_The data:_
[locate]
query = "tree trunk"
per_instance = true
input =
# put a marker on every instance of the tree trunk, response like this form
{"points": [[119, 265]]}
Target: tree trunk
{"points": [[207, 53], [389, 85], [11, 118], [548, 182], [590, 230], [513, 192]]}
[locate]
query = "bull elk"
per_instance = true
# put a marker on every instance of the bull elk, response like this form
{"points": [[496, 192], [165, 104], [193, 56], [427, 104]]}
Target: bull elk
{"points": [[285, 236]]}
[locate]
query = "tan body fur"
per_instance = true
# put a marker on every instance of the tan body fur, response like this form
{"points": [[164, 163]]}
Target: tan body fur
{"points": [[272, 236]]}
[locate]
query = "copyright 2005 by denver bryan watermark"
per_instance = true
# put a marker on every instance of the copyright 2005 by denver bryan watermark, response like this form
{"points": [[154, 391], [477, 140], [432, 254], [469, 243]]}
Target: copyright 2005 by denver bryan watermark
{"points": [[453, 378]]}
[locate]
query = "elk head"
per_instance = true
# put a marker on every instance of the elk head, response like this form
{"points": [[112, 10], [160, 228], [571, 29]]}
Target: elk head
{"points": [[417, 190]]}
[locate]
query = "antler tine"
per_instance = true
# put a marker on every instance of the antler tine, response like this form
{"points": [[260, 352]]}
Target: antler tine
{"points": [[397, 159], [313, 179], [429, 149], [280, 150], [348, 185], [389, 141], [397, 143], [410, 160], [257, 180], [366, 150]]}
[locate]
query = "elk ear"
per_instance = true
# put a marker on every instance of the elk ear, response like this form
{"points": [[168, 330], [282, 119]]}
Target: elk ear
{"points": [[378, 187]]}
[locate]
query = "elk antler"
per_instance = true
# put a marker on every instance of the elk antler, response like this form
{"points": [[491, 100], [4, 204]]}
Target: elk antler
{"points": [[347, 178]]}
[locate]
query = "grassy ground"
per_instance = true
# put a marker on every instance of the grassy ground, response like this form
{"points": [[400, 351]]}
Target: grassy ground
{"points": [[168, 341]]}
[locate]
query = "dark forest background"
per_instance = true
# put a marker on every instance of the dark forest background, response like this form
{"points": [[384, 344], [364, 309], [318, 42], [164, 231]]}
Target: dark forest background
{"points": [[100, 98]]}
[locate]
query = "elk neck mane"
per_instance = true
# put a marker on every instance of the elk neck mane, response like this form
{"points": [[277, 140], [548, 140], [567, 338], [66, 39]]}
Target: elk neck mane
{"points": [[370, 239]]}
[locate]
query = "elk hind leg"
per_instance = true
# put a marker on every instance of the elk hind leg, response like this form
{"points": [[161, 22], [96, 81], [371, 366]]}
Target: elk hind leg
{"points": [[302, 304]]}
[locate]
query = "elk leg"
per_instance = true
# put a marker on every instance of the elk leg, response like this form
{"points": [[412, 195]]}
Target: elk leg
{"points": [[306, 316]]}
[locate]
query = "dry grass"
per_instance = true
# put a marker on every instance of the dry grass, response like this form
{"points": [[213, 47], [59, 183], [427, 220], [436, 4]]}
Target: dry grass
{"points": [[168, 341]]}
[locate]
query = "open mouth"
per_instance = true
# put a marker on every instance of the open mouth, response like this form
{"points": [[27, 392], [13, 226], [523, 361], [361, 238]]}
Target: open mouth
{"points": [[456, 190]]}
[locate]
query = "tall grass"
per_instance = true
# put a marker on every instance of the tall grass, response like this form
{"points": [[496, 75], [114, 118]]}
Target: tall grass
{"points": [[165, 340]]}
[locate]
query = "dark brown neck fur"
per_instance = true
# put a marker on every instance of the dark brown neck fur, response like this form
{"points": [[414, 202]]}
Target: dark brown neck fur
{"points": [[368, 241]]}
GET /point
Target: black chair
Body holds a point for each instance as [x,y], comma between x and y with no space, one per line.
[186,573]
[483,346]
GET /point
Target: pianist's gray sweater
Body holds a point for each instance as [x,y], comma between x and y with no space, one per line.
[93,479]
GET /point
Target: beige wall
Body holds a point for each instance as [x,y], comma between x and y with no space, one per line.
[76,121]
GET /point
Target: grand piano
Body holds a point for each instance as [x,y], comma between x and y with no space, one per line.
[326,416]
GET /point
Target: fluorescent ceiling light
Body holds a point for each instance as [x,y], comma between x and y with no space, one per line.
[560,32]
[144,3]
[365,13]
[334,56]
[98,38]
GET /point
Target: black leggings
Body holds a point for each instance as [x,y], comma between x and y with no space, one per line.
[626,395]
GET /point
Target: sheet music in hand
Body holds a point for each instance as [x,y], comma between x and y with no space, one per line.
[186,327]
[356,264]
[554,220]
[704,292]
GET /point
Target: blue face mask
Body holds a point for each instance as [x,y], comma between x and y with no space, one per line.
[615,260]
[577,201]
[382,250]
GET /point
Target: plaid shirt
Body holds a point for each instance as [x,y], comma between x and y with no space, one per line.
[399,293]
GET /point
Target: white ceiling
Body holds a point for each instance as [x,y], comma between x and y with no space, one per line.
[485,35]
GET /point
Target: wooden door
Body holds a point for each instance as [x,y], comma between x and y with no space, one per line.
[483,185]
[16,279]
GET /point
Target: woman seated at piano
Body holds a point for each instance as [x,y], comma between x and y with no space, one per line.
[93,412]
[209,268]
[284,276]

_How to complete this task:_ Copy out the entries above without altering a single character.

_Solution to the exercise:_
[locate]
query = "tree trunk"
per_instance = true
input =
# put a marker on every instance of the tree trunk, response like this form
{"points": [[119, 265]]}
Target: tree trunk
{"points": [[207, 53], [389, 85], [11, 118], [548, 182], [590, 230], [513, 192]]}
[locate]
query = "bull elk"
per_instance = true
# put a marker on every instance of the bull elk, response like this form
{"points": [[496, 192], [165, 104], [193, 56], [427, 104]]}
Target: bull elk
{"points": [[285, 236]]}
[locate]
query = "tan body fur"
per_instance = true
# put a marker on every instance of the tan body fur, response like this form
{"points": [[164, 163]]}
Target: tan body fur
{"points": [[272, 236]]}
[locate]
query = "copyright 2005 by denver bryan watermark"
per_instance = true
# put a marker on every instance of the copyright 2005 by denver bryan watermark, response like this form
{"points": [[154, 391], [477, 140], [432, 254], [469, 243]]}
Target: copyright 2005 by denver bryan watermark
{"points": [[453, 378]]}
[locate]
query = "elk head"
per_instance = true
# put a marker on every instance of the elk head, response like this form
{"points": [[112, 10], [160, 228], [571, 29]]}
Target: elk head
{"points": [[417, 190]]}
[locate]
query = "antler tine"
per_instance = true
# put a marker on every instance of the antler tine, response like this form
{"points": [[260, 352]]}
Target: antler tine
{"points": [[397, 159], [313, 179], [429, 149], [280, 150], [348, 185], [389, 141], [397, 143], [410, 160], [257, 180], [366, 150]]}
[locate]
query = "elk ear"
per_instance = true
# put a marker on every instance of the elk ear, response like this form
{"points": [[168, 330], [282, 119]]}
Target: elk ear
{"points": [[378, 187]]}
[locate]
query = "elk antler"
per_instance = true
# put a marker on every instance of the elk antler, response like this form
{"points": [[491, 100], [4, 204]]}
Target: elk antler
{"points": [[347, 178]]}
[locate]
query = "grassy ground"
per_instance = true
# put a marker on every instance of the grassy ground, response like this form
{"points": [[400, 351]]}
Target: grassy ground
{"points": [[168, 341]]}
[locate]
query = "dark forest background"
per_instance = true
# put a marker on every instance of the dark forest background, response like this form
{"points": [[384, 344], [364, 309], [318, 42], [164, 231]]}
Target: dark forest background
{"points": [[100, 98]]}
[locate]
query = "elk neck mane"
per_instance = true
# put a marker on every instance of the elk neck mane, response like this form
{"points": [[277, 140], [548, 140], [567, 338], [66, 39]]}
Target: elk neck mane
{"points": [[370, 239]]}
[locate]
query = "elk hind leg"
per_instance = true
# put a marker on every instance of the elk hind leg, response like this form
{"points": [[161, 22], [96, 81], [371, 366]]}
Target: elk hind leg
{"points": [[302, 304]]}
[locate]
query = "elk leg"
per_instance = true
# put a marker on every instance of the elk leg, response like this form
{"points": [[412, 195]]}
Target: elk leg
{"points": [[306, 316]]}
[locate]
query = "dry grass"
per_instance = true
# put a marker on every instance of the dry grass, response like this form
{"points": [[213, 47], [59, 183], [427, 220], [436, 4]]}
Target: dry grass
{"points": [[168, 341]]}
[locate]
query = "open mouth"
per_instance = true
# put a marker on every instance of the open mouth, response like this form
{"points": [[27, 392], [13, 226], [523, 361], [361, 238]]}
Target: open mouth
{"points": [[456, 190]]}
[locate]
query = "tall grass"
per_instance = true
# put a marker on every instance of the tall grass, response like this form
{"points": [[496, 75], [114, 118]]}
Target: tall grass
{"points": [[165, 340]]}
[locate]
query = "dark brown neck fur"
per_instance = true
# put a marker on every instance of the dark brown neck fur, response like this form
{"points": [[414, 202]]}
Target: dark brown neck fur
{"points": [[368, 241]]}
GET /point
Target: black chair
Body holds a point for each instance as [x,y], comma between x and y with no space, one per line.
[186,573]
[483,346]
GET /point
Target: pianist's gray sweater
Body holds a point for each instance as [x,y], comma between x and y with no space, one per line.
[93,479]
GET /point
Target: beige wall
Body holds a point for each instance as [x,y], comma between x and y with no space, one per line.
[76,121]
GET /point
Target: grand piano
Body holds a point for each instance as [x,y], comma between x and y with no space, one per line.
[326,416]
GET /point
Target: fluorescent ceiling light
Body holds a point for each instance as [x,y], comma between x and y with no space, one per line.
[560,32]
[144,3]
[365,13]
[334,56]
[98,38]
GET /point
Target: black leggings
Body holds a point for each instance as [x,y], comma between x and y with no space, one per line.
[626,395]
GET /point
Target: sheet music in hand
Body holds a point for each instance as [x,y], comma between x and y with no space, one per line.
[186,327]
[356,264]
[554,220]
[704,292]
GET /point
Target: blue face mask
Body holds a point for each instance as [x,y], comma between x and y with no space, one per line.
[615,260]
[577,201]
[382,250]
GET /point
Target: plaid shirt
Body holds a point for each instance as [x,y], comma between x and y with no space, one per line.
[399,293]
GET /point
Target: white ceiling
Body holds a point for each instance as [x,y], comma between x and y with no space, one per line.
[485,35]
GET /point
Target: wooden door
Body holds a point for each instance as [x,y], comma between x and y with no space, one per line.
[483,185]
[16,279]
GET /point
Target: woman seated at piano
Body holds a point for each instance as [x,y], comma between x and y with no space, one per line.
[93,412]
[209,268]
[284,276]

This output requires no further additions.